[Rows from a dataset]
##############################
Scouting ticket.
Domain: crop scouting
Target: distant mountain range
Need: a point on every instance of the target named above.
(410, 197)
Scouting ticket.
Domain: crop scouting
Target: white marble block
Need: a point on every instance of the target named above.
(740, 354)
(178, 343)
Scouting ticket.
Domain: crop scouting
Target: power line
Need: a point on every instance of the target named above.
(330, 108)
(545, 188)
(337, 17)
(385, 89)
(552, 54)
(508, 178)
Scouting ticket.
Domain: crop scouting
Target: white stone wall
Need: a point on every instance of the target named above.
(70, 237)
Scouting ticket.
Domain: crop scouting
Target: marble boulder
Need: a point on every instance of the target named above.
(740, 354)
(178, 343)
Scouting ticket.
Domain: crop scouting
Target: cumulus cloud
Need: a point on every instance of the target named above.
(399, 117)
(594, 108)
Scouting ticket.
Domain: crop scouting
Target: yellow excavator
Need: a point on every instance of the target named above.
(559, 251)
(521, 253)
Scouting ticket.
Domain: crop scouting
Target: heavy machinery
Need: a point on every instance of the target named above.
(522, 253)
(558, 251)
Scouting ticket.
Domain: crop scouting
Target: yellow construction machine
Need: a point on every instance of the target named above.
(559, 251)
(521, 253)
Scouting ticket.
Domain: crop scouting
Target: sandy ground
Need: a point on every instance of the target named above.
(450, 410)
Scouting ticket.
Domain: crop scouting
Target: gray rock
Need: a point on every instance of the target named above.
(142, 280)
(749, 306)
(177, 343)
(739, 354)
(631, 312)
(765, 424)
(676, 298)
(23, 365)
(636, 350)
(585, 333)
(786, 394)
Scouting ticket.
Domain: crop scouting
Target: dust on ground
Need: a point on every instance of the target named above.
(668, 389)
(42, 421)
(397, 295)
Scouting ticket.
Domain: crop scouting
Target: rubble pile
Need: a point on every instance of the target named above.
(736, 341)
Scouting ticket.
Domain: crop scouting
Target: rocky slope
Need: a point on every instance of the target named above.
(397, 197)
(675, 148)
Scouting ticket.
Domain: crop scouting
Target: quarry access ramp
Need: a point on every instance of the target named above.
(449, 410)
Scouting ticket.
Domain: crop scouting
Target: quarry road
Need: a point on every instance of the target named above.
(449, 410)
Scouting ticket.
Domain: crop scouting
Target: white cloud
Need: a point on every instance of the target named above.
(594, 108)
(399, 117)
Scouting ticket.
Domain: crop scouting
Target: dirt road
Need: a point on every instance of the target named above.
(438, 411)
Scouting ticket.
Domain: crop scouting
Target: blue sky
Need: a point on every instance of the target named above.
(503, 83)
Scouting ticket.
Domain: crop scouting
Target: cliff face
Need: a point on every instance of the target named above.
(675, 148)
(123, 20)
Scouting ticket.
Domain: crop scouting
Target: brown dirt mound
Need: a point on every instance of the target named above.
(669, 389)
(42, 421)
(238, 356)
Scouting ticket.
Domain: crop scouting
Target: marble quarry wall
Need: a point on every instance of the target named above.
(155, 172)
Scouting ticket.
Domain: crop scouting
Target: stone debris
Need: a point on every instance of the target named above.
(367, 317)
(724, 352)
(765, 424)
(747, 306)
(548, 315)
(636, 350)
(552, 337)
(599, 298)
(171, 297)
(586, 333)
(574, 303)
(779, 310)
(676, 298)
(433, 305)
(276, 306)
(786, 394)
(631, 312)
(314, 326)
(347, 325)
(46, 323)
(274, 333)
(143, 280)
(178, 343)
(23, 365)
##############################
Reproduce the listing in full. Keep it exactly as written.

(ANSWER TO THIS PROBLEM)
Scouting ticket.
Domain: crop scouting
Target: distant mountain range
Need: a point on every instance of the target named above.
(410, 197)
Scouting ticket.
Domain: crop scouting
Target: white marble block
Need: a point on every instance of the target named above.
(740, 354)
(178, 343)
Scouting ticket.
Domain: crop scouting
Target: power line
Need: a point on every instance of the target named above.
(330, 108)
(545, 188)
(337, 17)
(385, 89)
(552, 54)
(508, 178)
Scouting ticket.
Domain: crop scouting
Target: white stone wall
Need: a point on every instance of the target named above.
(70, 237)
Scouting ticket.
Domain: crop scouting
Target: marble boulder
Need: a point on every instance of the target named above.
(740, 354)
(178, 343)
Scouting ticket.
Domain: crop scouting
Target: cumulus cloud
Need: a point on every instance of the target named above.
(399, 117)
(594, 108)
Scouting ticket.
Domain: crop scouting
Target: yellow excavator
Need: a point on every instance of the target named above.
(559, 251)
(521, 253)
Scouting ticket.
Domain: crop scouting
Target: heavy machinery
Need: a point on every instance of the target named above.
(522, 253)
(558, 251)
Scouting ticket.
Domain: crop scouting
Target: yellow construction machine
Need: a point on every instance of the target named above.
(559, 251)
(521, 253)
Scouting ticket.
Domain: crop scouting
Target: sandy ground
Need: a point on every instance of the target named above.
(450, 410)
Scouting ticket.
Domain: crop scouting
Target: gray rock
Need: a point on every instance of the target named above.
(142, 280)
(749, 306)
(177, 343)
(739, 354)
(631, 312)
(765, 424)
(676, 298)
(23, 365)
(636, 350)
(585, 333)
(786, 394)
Scouting ticket.
Domain: crop scouting
Target: dust on ground
Need: a point on every instance of the target named above.
(668, 389)
(42, 421)
(397, 295)
Scouting ticket.
Domain: crop scouting
Target: rubble pile
Need: a point on every instance of the target named above.
(736, 341)
Scouting ticket.
Domain: crop scouting
Target: rocky slope
Need: a point on every instance of the target named above.
(397, 197)
(675, 148)
Scouting ticket.
Domain: crop scouting
Target: quarry access ramp
Need: a point on every instance of the target named above.
(449, 410)
Scouting ticket.
Domain: crop scouting
Target: quarry road
Need: a point on every instance of the target named above.
(449, 410)
Scouting ticket.
Domain: crop scouting
Target: white cloud
Need: a point on every instance of the target named above.
(594, 108)
(399, 117)
Scouting ticket.
Domain: crop scouting
Target: dirt road
Need: a point on every instance of the target named above.
(438, 411)
Scouting ticket.
Domain: crop scouting
Target: blue sky
Need: a point on every instance of the target named above.
(503, 83)
Scouting ticket.
Domain: crop scouting
Target: cliff face
Need: a point on every instance of the target named above.
(675, 148)
(123, 20)
Scouting ticket.
Domain: crop scouting
Target: brown dirt mound
Need: a point on every instance of the target named above.
(669, 389)
(42, 421)
(238, 356)
Scouting ticket.
Domain: crop scouting
Target: marble quarry wall
Need: a point on every instance of the target named above.
(155, 172)
Scouting ticket.
Domain: crop scouting
Target: stone debris
Need: a point on every instance of the target named above.
(367, 317)
(724, 352)
(765, 424)
(747, 306)
(548, 315)
(636, 350)
(552, 337)
(599, 298)
(171, 297)
(586, 333)
(574, 303)
(779, 310)
(676, 298)
(433, 305)
(276, 306)
(786, 394)
(631, 312)
(314, 326)
(347, 325)
(46, 323)
(274, 333)
(143, 280)
(178, 343)
(23, 365)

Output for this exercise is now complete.